* BEGIN LISTED RECORDS *
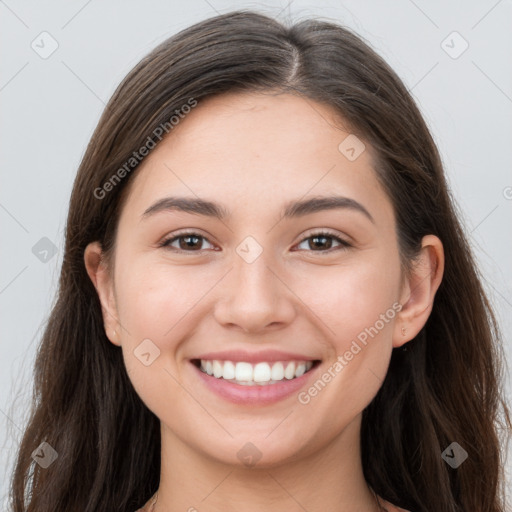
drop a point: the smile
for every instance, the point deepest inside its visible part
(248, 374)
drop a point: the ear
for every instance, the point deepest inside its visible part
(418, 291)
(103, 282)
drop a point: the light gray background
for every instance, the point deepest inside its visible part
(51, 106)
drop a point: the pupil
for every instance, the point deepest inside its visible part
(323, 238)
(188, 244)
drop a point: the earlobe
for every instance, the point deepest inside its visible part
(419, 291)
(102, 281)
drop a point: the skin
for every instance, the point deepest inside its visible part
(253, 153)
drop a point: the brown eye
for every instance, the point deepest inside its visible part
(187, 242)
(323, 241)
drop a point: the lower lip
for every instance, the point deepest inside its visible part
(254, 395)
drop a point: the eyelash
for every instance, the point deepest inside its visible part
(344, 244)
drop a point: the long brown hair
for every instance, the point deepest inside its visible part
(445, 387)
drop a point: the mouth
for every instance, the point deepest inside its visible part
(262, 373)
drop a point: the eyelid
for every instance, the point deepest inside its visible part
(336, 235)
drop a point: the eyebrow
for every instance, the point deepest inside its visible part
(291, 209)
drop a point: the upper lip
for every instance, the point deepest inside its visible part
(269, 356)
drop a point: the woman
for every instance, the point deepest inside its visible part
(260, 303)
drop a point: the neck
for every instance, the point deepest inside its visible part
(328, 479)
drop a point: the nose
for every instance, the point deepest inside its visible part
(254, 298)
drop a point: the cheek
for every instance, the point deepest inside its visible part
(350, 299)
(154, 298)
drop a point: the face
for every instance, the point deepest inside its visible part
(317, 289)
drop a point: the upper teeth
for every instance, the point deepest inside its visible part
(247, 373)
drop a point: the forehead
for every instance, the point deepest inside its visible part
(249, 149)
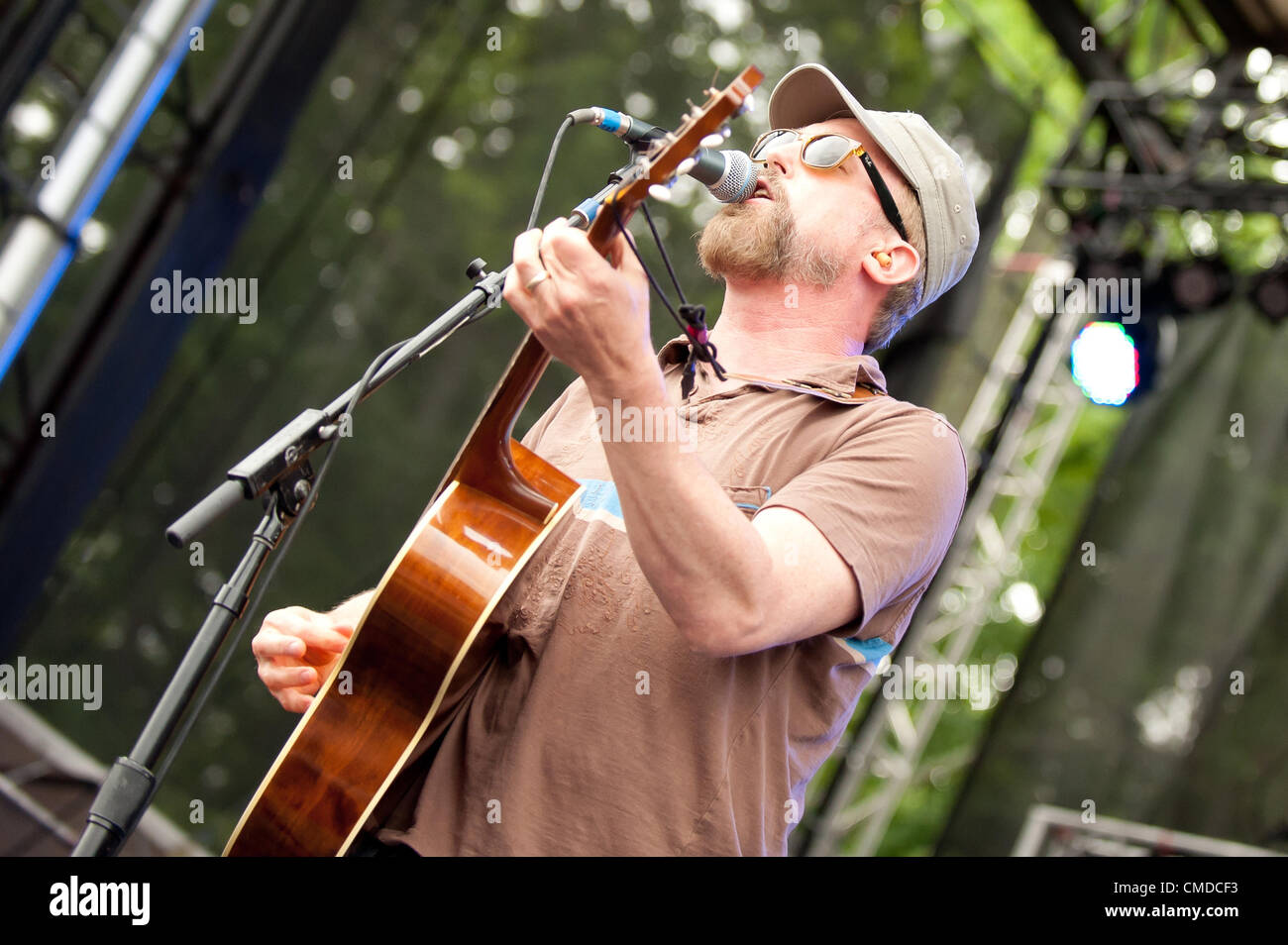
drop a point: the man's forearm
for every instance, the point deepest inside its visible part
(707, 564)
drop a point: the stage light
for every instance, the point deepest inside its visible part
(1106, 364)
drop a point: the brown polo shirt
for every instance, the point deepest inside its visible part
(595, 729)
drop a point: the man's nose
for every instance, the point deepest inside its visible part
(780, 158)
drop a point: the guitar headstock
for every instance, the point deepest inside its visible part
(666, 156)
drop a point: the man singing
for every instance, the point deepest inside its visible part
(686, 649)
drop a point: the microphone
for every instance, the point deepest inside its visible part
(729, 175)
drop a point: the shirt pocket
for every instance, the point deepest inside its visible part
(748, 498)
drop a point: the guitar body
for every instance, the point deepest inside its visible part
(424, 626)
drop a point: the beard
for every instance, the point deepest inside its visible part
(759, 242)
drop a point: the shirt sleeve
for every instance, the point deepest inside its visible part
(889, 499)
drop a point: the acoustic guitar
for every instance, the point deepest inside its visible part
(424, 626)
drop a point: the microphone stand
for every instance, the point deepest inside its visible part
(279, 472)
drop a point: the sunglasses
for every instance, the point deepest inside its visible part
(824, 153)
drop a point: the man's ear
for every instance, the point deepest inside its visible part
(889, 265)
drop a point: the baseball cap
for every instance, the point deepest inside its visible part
* END LISTED RECORDS *
**JOB**
Print only the lines from the one with "drop a point: the shirt sleeve" to the end of the records, both included.

**ANSWER TO THIS PROBLEM**
drop a point: the shirt sleeve
for every instance, the point deepest inside its visible part
(889, 499)
drop a point: the acoustic guitar
for every instance, the point deepest inside its visible part
(424, 626)
drop a point: the microphone stand
for every instance, the point deepest inside its visible part
(279, 472)
drop a point: the sunglasses
for every instance, the point deepest inside its visible part
(824, 153)
drop a point: the man's ear
for every instance, the point deepest inside its visible part
(889, 265)
drop a point: the baseball cap
for every instance, the point deepest inside its visible part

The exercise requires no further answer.